AVAILABLE DATA section start
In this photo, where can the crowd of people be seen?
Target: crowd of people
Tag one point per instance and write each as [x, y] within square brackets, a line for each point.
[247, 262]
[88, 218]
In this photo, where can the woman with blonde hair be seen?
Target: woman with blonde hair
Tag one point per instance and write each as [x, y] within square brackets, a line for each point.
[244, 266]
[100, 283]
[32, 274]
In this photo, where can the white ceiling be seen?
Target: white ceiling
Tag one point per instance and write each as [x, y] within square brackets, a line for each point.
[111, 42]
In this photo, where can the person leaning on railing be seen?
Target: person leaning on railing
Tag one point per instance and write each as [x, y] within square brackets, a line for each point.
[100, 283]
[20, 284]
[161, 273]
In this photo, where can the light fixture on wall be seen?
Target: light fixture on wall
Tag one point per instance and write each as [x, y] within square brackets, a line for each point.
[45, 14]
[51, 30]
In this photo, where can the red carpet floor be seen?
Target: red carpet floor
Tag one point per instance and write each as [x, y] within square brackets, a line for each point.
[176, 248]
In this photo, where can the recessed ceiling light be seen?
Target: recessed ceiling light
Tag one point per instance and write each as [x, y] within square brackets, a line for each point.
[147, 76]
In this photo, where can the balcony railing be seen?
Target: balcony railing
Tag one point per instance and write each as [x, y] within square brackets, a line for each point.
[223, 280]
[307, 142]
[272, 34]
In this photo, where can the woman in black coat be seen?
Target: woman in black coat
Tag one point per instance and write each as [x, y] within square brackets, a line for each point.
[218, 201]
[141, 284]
AVAILABLE DATA section end
ASSIGNMENT -> Return the lines from the one containing "In this photo, where can the red" through the last line of the records. Include both ends and nothing else.

SOLUTION ->
In this photo, where can the red carpet floor be seen?
Target: red carpet floor
Tag one point per instance and write each as [x, y] within square brackets, a line for each point.
[176, 248]
In this photo, where can the recessed ceiling light be seen?
Target: recessed ceiling light
Tag one point per instance and write each as [x, y] within square brackets, a line for each point.
[147, 76]
In this photo, where can the balcony railing be seen?
Target: balcony railing
Tag one point per instance and write each as [x, y] within square brackets, a line for each point.
[223, 280]
[307, 142]
[272, 34]
In this photo, where can the woman in black coat be seen?
Target: woman in black coat
Tag one point per instance and write each as [x, y] within square brackets, a line for each point.
[218, 201]
[141, 284]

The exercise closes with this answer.